== PAGE ==
--- START ---

No argument, that is, unless you are the New York Times. Then I'll call you a far bigger idiot than the worst of those you purport to criticize.
The Times recently ran an article about a study by a weird new group called "Common Core" which had published the results of a survey of 17-year-old Americans on questions of history and literature. Amazingly, the Times article didn't provide links to either the group's website or the survey report. ABC News provided both in their story, and for good measure threw in an interactive feature with a sampling of the questions from the survey.
Neither one of these MSM outlets, however, seemed to have actually thought about the results they were reporting for even a few seconds. The Common Core report provides no baseline to the ability of American students to answer the questions it asked in the past, and it provides no baseline to how well teenagers from other places (Japan, Europe -- much less South America or the Middle East) are able to respond to such questions. Indeed, the author of the report himself states: "There is no current reliable national measure of how much students know about history and literature." ABC gives you this quote, not the NYT. In other words, it's totally meaningless except insofar as your subjective sensibilities might be offended.
And, if you read the Times article, what you will find is that the reason the paper doesn't care about any of this is that it's using the article as an opportunity to launch yet another attack on President Bush, this time savaging his "No Child Left Behind" program -- while at the same time conveniently implying that the the Times is failing so miserably not because it sucks but because Americans are too stupid to appreciate it. This appears to be a running theme of propaganda at the Times these days.
The quality of the anecdotal evidence, if you care about such things, is pathetic, and indicates that the report's authors are at least as ignorant as the kids they purport to survey. They're making a mountain out of a grain of sand.
According to the report (see page 11), you aren't a "literate" 17-year-old America unless you can identify Chaucer, Oedipus and Odysseus. According to it, the Bible is literature, and you aren't literate unless you know who Job was. The report declares that Ralph Ellison is among the very greatest titans of American literature, so if you're not instantly conversant with him, you're a failure.

--- END ---

== WORK INSTRUCTIONS ==
According to the post, which news outlet provided links to both the Common Core group's website and its survey report? The data has no role in this work.

== MATERIAL ==
--- START ---

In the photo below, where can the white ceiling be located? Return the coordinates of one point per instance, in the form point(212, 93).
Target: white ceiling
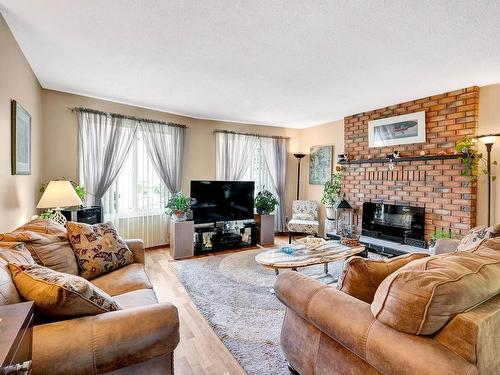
point(282, 62)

--- END ---

== SOLUTION FOR THIS TASK ==
ABC News